#### [STATED PROBLEM 1]
In the YAML thread below, what does the suggested recursive function search through the data for?

#### [GIVEN PASSAGE]
-- start --
The list can appear anywhere in the files, such as parent element or a child of any degree, hence reading the file as yaml and parsing it won’t be useful since there is no one structure.

...
users:
  - user1
  - user2
  - user3
...

Is there a regex that I can use to fetch only the list of name users from a yaml string?


Solution

  • Parsing structured data with regex is almost always going to result in unreliable behaviors.

    You can instead use a function that traverses sub-dicts and sub-lists recursively until a sub-list under a key with a specified name is found:

    def find_named_list(data, name):
        if isinstance(data, dict):
            for key, value in data.items():
                if key == name and isinstance(value, list):
                    return value
                if (lst := find_named_list(value, name)) is not None:
                    return lst
        elif isinstance(data, list):
            for value in data:
                if (lst := find_named_list(value, name)) is not None:
                    return lst
    

    so that:

    import yaml
    
    data = '''---
    foo:
    - hello: 1
      world:
        users:
          - user1
          - user2
          - user3
    - stack: overflow
    bar: ''
    '''
    
    print(find_named_list(yaml.safe_load(data), 'users'))
-- end --
#### [STATED PROBLEM 2]
In the records below, rewrite the lines from the one containing "If you could segment every instance of the window" up to and including the one containing "[[[65,150],[64,136],[53,136],[53,150],[58,150],[58,151]]]" as a numbered list, omitting any blank lines.

#### [DATA FOR THIS TASK]
-- start --
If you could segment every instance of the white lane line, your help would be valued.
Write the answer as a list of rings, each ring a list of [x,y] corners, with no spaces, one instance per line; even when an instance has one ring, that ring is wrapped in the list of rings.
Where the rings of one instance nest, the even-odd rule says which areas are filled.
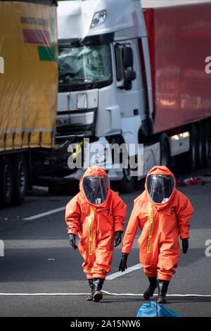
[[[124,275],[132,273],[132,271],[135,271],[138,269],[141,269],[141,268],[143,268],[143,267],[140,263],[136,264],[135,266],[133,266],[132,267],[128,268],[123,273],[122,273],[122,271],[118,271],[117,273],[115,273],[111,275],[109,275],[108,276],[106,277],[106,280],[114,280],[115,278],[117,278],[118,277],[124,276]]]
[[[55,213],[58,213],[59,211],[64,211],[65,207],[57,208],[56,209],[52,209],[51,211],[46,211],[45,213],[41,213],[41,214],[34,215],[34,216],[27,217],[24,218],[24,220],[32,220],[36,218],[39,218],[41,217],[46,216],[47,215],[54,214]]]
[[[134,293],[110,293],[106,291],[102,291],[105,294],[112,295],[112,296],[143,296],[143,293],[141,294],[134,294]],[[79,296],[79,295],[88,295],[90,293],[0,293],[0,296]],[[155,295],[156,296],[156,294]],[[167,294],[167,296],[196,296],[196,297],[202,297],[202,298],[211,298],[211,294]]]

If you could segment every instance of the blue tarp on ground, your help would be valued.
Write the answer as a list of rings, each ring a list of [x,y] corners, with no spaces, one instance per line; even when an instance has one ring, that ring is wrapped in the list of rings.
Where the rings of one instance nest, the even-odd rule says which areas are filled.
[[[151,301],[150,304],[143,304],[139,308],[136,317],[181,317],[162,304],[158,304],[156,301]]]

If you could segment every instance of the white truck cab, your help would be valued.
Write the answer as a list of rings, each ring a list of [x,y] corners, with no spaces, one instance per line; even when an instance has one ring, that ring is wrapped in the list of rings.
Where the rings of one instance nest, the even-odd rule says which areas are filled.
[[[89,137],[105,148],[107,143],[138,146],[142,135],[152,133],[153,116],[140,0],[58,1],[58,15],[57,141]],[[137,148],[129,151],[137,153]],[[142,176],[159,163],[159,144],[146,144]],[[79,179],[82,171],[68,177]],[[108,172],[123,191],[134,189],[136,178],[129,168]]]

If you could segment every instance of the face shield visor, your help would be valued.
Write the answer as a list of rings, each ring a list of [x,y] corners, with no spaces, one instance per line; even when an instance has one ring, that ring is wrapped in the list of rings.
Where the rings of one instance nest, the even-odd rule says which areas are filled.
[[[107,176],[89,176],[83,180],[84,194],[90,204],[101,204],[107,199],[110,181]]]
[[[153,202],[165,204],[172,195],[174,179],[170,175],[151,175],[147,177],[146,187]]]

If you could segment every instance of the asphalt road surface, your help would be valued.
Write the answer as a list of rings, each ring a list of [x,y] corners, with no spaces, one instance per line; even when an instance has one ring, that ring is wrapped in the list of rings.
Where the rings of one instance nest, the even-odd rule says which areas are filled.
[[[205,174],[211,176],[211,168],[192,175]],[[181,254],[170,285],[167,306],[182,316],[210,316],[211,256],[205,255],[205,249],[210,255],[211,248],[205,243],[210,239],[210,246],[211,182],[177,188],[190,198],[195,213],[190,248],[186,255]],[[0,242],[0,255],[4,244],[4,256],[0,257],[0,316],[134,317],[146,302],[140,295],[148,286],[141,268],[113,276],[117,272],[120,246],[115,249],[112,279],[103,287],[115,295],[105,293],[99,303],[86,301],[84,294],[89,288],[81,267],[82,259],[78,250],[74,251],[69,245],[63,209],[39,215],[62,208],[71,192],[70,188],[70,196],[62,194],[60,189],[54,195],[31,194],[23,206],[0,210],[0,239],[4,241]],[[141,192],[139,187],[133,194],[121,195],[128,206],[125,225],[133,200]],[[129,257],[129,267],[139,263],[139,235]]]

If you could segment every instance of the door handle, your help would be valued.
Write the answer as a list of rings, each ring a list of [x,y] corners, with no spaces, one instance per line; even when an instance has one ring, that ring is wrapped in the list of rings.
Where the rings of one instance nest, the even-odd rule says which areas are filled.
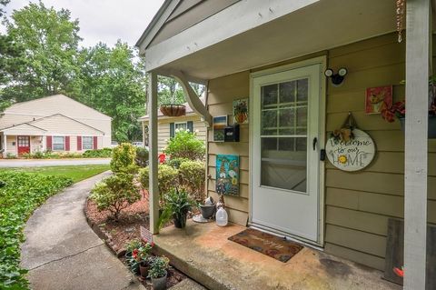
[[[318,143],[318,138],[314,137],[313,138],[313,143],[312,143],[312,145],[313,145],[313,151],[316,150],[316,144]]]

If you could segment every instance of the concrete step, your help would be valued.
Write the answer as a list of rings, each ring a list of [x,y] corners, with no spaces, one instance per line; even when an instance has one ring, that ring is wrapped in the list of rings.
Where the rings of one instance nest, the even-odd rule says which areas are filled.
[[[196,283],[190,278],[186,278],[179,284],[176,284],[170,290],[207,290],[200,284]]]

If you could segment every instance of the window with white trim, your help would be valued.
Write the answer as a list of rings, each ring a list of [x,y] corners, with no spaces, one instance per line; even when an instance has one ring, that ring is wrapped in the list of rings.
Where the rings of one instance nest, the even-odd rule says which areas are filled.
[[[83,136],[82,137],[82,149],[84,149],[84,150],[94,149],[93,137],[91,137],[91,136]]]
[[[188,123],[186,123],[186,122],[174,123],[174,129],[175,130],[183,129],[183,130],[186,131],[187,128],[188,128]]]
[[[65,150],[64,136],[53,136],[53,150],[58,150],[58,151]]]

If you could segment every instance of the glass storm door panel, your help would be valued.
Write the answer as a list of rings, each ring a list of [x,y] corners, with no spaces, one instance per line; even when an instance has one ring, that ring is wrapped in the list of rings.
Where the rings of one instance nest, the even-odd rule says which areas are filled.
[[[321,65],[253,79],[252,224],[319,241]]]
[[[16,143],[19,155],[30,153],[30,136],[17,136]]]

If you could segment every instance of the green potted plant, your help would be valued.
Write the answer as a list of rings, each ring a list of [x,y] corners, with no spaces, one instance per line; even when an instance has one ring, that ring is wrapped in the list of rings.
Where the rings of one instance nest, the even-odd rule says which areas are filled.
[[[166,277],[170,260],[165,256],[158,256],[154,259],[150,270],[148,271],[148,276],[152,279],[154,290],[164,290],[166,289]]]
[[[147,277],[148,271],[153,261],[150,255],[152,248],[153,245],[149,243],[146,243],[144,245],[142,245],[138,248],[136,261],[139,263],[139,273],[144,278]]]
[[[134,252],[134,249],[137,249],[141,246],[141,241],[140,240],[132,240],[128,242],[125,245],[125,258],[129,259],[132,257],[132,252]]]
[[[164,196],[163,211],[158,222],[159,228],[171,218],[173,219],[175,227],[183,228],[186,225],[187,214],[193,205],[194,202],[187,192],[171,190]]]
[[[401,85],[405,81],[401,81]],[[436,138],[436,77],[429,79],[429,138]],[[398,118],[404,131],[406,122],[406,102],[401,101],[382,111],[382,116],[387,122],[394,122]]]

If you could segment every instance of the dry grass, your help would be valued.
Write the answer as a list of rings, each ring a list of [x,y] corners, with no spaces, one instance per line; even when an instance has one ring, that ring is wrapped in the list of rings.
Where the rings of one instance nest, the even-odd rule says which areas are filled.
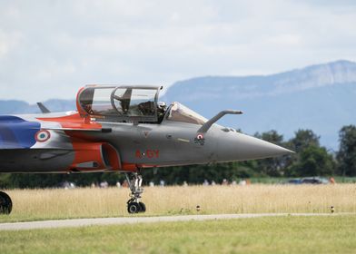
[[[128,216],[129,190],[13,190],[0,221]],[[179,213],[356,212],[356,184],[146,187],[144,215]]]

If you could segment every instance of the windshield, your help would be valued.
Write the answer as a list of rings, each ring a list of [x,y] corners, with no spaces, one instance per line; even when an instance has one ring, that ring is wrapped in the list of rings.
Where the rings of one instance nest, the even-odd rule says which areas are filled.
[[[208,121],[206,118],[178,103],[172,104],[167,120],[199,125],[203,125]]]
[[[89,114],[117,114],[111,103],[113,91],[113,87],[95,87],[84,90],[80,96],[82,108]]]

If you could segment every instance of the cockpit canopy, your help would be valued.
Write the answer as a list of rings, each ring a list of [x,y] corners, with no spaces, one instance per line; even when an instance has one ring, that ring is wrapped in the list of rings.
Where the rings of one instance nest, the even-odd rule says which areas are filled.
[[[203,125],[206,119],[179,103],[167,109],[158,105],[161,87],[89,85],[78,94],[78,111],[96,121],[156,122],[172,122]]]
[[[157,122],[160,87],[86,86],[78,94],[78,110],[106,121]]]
-- end --
#### [COMPLETE OUTPUT 1]
It searches for a sub-list under a key with a specified name.

#### [COMPLETE OUTPUT 2]
1. If you could segment every instance of the window with white trim, your help would be valued.
2. Write the answer as a list of rings, each ring a list of [x,y] corners, with no spaces, one instance per line; even when an instance has one ring, that ring is wrapped in the list of rings.
3. Where the rings of one instance nest, the even-odd rule says which areas are filled.
4. [[[83,136],[82,137],[82,149],[84,149],[84,150],[94,149],[93,137],[91,137],[91,136]]]
5. [[[188,123],[186,123],[186,122],[174,123],[174,129],[175,130],[183,129],[183,130],[186,131],[187,128],[188,128]]]
6. [[[65,150],[64,136],[53,136],[53,150],[58,150],[58,151]]]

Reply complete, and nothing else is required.